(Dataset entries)
□ □ □ □ □ □ □

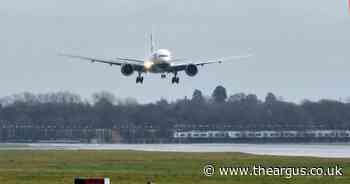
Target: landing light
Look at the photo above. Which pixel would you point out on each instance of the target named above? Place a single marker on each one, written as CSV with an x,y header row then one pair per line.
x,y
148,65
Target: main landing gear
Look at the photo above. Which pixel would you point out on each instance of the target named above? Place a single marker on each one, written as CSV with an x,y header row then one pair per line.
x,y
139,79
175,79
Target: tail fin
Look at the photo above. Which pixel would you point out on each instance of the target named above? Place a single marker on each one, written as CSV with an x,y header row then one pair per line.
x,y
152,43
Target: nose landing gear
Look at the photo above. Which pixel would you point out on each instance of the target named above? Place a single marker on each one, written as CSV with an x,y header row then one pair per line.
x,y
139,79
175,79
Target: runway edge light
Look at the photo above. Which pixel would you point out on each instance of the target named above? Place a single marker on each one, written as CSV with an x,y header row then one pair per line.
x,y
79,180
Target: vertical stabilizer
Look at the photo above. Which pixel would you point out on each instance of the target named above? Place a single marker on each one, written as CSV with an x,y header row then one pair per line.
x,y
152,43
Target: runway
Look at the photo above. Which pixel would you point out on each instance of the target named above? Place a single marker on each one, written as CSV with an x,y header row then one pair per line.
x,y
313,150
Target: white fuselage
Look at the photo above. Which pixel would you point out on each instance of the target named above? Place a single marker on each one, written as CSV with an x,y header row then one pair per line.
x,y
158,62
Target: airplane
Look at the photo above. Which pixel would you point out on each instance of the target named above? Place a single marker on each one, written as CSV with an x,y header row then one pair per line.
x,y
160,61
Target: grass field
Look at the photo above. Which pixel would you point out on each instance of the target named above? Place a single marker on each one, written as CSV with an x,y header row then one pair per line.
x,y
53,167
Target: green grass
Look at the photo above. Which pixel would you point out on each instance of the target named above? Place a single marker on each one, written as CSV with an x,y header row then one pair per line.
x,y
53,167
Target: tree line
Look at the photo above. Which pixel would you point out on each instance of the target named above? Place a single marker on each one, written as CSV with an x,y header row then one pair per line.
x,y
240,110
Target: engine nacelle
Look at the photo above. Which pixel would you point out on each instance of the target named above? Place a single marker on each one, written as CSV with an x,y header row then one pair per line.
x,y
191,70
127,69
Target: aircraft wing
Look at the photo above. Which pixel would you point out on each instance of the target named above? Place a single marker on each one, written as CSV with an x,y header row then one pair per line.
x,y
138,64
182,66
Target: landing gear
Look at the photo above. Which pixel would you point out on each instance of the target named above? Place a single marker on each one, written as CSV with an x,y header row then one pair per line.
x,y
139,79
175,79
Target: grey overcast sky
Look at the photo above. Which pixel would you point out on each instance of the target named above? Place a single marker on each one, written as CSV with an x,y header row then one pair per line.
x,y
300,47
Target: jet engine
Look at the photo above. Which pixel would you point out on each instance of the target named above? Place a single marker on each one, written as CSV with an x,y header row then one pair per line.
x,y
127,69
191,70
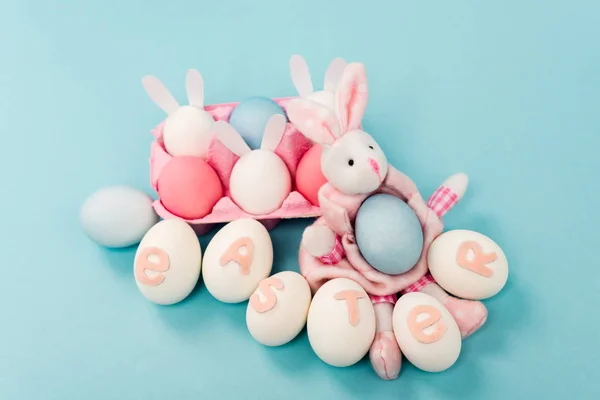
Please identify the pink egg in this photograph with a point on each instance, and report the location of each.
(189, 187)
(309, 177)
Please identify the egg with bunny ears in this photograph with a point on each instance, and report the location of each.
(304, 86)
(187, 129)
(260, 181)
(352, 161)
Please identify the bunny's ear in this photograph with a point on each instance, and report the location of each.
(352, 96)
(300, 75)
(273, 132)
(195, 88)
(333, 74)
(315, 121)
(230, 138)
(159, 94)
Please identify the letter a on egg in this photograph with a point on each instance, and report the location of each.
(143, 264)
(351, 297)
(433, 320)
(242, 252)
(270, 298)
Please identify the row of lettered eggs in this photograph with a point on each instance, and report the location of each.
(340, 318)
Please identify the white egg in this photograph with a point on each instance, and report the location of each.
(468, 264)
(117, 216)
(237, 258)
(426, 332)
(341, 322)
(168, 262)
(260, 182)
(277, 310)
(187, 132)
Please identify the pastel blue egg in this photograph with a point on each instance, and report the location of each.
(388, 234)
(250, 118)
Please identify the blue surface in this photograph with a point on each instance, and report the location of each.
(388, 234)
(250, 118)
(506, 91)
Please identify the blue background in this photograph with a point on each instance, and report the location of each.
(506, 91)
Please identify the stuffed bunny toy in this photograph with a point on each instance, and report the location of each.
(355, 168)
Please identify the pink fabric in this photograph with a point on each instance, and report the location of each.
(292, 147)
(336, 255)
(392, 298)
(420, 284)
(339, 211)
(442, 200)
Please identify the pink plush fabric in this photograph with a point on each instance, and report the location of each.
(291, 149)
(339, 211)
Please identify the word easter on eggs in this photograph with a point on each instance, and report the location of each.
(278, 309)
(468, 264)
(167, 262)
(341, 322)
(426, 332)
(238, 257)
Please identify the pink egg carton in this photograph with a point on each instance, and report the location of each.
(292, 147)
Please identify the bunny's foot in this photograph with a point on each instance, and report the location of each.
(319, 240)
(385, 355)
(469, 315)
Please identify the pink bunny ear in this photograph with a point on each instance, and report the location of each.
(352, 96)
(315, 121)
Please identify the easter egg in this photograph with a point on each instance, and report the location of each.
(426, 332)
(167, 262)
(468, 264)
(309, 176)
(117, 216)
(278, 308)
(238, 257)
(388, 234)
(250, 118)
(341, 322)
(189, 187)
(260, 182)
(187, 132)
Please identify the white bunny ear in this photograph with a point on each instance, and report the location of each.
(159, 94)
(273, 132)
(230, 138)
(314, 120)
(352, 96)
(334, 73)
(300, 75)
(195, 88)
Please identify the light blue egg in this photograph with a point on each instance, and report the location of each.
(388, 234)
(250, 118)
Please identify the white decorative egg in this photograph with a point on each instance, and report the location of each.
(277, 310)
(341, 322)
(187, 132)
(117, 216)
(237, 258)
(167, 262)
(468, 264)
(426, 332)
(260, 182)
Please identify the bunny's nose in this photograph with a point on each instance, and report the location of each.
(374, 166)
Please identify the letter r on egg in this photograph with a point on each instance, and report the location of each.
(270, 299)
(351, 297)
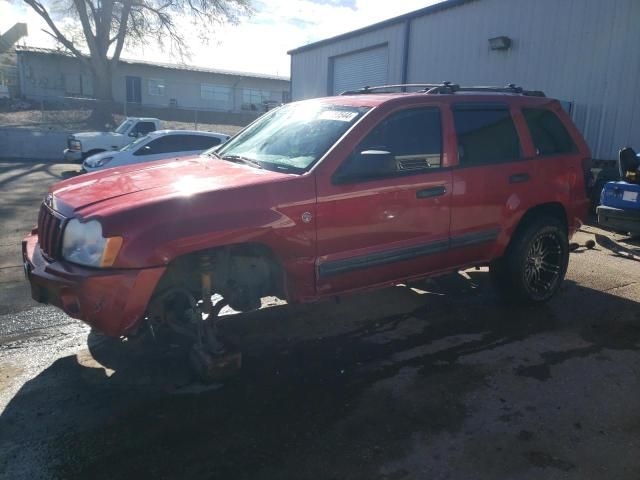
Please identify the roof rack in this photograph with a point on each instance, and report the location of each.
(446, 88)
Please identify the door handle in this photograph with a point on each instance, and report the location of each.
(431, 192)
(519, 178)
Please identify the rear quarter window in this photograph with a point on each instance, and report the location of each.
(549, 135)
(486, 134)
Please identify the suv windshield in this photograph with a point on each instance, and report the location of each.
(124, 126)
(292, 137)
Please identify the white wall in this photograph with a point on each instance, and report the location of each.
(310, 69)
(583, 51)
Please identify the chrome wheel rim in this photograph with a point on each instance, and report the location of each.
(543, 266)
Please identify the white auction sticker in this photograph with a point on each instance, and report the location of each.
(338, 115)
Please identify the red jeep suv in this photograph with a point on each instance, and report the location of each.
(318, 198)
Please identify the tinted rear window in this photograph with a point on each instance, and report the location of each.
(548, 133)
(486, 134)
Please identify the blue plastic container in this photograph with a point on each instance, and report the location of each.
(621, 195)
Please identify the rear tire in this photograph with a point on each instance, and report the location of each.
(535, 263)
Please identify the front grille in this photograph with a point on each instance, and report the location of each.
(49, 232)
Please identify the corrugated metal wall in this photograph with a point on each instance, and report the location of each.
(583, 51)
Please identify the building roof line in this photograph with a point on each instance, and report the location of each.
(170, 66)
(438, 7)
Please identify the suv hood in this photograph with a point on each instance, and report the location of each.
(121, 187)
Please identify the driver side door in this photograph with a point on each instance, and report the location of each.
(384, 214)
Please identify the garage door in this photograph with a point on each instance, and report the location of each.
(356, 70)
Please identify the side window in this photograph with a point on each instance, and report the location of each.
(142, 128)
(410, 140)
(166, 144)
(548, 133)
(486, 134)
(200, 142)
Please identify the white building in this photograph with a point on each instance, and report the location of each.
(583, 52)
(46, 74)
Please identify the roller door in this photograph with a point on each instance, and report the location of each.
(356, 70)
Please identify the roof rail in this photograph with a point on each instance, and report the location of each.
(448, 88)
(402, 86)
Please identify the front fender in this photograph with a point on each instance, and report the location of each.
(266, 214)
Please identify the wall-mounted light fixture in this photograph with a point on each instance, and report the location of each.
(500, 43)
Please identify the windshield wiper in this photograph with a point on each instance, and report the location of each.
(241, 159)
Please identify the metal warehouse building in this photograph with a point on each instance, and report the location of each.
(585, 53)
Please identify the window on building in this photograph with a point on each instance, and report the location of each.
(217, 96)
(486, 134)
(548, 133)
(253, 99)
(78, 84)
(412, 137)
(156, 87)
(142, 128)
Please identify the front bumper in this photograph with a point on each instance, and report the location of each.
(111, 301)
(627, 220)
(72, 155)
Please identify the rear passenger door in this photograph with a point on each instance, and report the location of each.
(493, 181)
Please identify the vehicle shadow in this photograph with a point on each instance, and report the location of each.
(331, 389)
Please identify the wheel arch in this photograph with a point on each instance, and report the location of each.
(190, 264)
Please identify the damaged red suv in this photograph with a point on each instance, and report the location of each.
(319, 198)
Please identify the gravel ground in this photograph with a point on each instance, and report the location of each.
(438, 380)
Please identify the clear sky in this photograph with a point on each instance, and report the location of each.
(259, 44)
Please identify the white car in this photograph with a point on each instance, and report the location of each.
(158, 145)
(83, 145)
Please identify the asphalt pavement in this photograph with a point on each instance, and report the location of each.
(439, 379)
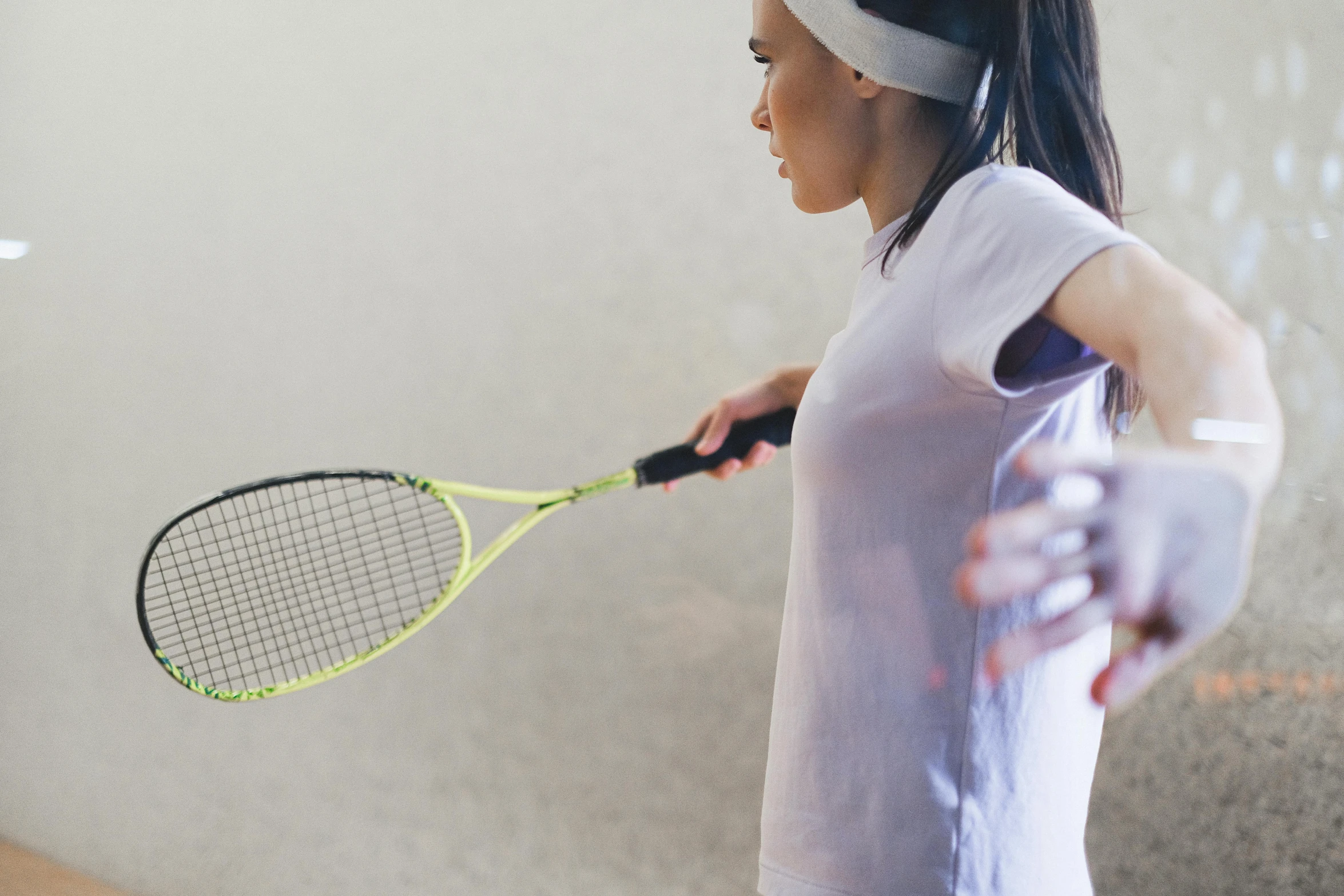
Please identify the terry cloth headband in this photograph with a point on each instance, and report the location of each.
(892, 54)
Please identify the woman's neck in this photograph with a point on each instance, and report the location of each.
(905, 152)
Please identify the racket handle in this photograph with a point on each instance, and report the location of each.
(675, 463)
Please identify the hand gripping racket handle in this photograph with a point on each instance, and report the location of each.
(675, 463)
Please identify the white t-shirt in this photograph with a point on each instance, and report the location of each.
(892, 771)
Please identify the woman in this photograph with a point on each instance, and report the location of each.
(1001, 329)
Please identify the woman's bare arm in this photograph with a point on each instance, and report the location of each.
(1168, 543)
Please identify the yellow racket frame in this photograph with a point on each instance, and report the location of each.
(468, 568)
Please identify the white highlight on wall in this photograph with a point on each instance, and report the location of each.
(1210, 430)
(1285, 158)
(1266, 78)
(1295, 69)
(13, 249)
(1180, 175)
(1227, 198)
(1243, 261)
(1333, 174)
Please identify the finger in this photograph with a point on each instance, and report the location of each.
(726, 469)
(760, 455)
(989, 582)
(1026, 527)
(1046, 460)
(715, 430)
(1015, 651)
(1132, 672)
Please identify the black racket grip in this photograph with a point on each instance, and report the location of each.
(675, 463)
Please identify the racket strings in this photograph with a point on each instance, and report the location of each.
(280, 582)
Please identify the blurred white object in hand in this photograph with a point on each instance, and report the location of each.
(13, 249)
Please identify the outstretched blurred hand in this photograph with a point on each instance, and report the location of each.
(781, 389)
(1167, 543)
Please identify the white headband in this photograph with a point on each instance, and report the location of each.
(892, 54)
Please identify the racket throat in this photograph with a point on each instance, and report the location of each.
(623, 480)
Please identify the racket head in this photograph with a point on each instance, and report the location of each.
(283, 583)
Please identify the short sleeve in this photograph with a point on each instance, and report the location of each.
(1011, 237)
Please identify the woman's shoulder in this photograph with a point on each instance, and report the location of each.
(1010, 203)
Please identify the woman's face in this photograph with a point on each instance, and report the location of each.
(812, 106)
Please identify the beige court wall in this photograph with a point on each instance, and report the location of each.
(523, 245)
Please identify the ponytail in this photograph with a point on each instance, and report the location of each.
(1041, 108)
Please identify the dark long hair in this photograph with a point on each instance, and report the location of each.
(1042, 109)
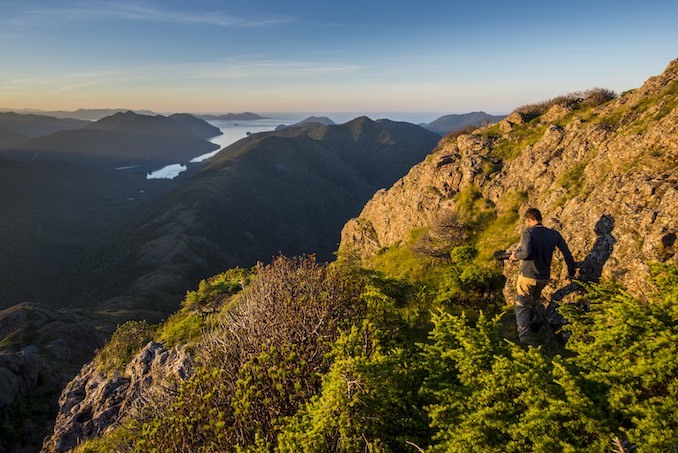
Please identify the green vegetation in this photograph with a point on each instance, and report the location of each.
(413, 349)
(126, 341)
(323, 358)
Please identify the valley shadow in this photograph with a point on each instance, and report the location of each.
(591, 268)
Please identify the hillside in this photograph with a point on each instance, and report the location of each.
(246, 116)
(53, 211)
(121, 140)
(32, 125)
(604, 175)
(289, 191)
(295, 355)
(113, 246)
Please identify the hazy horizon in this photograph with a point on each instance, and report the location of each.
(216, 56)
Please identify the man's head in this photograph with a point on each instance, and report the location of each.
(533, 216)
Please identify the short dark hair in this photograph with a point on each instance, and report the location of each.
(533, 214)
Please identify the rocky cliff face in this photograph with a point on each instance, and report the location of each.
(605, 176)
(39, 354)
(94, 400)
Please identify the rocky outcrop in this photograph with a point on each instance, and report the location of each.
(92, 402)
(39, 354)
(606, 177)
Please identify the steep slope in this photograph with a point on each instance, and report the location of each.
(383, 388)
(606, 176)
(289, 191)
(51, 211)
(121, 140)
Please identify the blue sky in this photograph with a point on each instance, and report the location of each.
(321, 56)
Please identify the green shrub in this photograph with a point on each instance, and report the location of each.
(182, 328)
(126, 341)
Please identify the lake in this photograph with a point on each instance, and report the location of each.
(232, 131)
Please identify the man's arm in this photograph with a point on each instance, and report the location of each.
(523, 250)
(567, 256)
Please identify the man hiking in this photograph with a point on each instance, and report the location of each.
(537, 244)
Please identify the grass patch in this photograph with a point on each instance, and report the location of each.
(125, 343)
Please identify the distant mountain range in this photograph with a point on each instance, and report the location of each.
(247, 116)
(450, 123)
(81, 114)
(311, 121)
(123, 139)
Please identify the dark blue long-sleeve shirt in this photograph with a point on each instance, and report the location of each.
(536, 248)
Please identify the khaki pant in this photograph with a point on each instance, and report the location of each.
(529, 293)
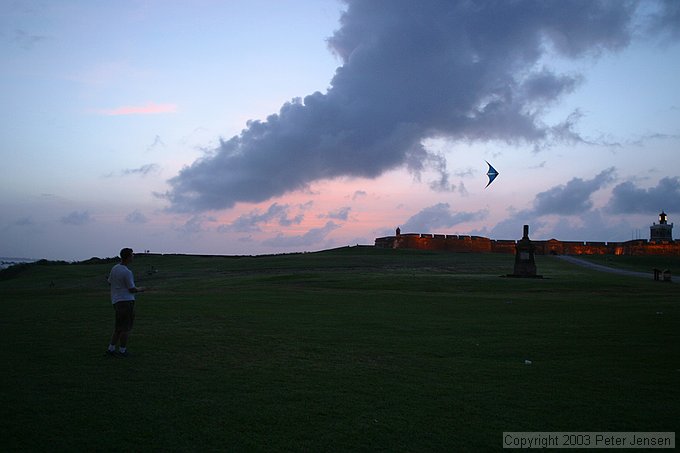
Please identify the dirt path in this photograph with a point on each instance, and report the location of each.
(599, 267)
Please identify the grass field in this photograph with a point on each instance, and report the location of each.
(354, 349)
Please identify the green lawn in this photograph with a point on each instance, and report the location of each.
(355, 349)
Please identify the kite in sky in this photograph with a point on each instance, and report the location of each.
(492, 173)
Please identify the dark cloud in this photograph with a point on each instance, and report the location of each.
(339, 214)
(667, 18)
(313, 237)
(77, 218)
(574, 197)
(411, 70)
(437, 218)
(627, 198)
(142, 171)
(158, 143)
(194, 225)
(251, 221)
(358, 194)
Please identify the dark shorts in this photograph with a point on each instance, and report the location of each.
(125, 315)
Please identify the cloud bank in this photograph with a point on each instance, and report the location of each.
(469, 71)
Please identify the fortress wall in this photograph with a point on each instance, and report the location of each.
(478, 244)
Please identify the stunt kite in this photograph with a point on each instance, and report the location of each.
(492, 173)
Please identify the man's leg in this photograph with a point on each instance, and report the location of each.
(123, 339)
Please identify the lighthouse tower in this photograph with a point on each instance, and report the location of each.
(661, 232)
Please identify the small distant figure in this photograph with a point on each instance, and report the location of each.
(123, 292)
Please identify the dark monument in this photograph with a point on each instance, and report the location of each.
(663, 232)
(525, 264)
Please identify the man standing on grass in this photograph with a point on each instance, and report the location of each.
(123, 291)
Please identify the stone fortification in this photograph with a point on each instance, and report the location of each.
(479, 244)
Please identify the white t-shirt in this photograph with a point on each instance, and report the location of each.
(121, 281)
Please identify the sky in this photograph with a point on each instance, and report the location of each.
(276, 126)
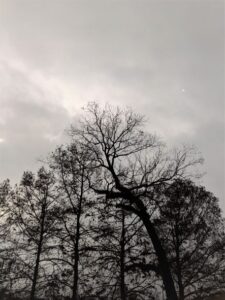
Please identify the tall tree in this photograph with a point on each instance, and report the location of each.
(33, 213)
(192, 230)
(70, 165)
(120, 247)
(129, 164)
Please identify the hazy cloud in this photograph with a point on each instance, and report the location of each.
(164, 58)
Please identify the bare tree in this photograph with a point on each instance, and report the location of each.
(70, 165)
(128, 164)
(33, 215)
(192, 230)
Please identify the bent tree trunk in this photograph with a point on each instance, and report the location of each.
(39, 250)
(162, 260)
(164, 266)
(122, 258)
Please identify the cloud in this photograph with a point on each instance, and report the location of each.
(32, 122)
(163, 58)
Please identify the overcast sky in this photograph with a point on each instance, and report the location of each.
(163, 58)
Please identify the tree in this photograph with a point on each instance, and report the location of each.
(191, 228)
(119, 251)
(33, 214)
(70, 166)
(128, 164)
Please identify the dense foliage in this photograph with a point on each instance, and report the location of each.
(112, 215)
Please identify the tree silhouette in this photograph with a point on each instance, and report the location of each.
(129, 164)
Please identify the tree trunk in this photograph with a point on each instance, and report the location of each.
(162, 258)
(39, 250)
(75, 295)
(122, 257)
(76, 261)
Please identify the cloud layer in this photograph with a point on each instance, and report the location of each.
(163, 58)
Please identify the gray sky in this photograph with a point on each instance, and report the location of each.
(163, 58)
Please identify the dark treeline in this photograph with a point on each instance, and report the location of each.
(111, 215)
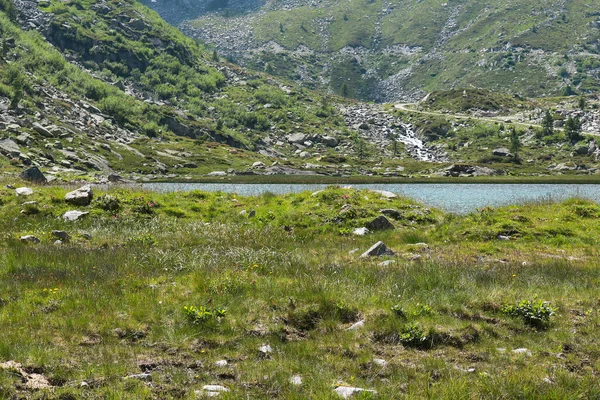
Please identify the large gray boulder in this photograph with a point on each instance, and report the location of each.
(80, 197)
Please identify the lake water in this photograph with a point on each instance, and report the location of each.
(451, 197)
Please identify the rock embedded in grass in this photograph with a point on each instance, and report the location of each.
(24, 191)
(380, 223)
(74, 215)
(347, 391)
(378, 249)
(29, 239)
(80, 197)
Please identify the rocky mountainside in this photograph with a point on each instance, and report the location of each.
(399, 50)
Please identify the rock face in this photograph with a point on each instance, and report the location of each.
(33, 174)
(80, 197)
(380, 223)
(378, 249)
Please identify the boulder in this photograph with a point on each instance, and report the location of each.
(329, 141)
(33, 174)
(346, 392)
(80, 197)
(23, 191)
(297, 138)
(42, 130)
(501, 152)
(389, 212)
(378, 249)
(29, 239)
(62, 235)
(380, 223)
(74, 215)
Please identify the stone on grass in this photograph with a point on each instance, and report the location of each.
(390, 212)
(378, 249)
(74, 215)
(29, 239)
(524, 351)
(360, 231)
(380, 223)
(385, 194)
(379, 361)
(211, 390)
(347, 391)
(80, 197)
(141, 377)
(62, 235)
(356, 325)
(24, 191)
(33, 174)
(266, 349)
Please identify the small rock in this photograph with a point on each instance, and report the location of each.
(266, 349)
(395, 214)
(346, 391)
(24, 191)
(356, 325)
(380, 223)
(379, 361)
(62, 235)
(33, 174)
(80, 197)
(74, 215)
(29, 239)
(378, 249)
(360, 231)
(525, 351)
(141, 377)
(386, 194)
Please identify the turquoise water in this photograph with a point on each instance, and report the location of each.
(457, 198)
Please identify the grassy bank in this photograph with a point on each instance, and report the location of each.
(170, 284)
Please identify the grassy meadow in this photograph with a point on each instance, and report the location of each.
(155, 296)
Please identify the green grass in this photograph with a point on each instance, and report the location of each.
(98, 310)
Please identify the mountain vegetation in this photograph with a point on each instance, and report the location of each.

□ □ □ □ □ □ □

=== Task objective ===
Determine how many lines in the data contain the string "engine", and give the number only.

=== Reply ===
2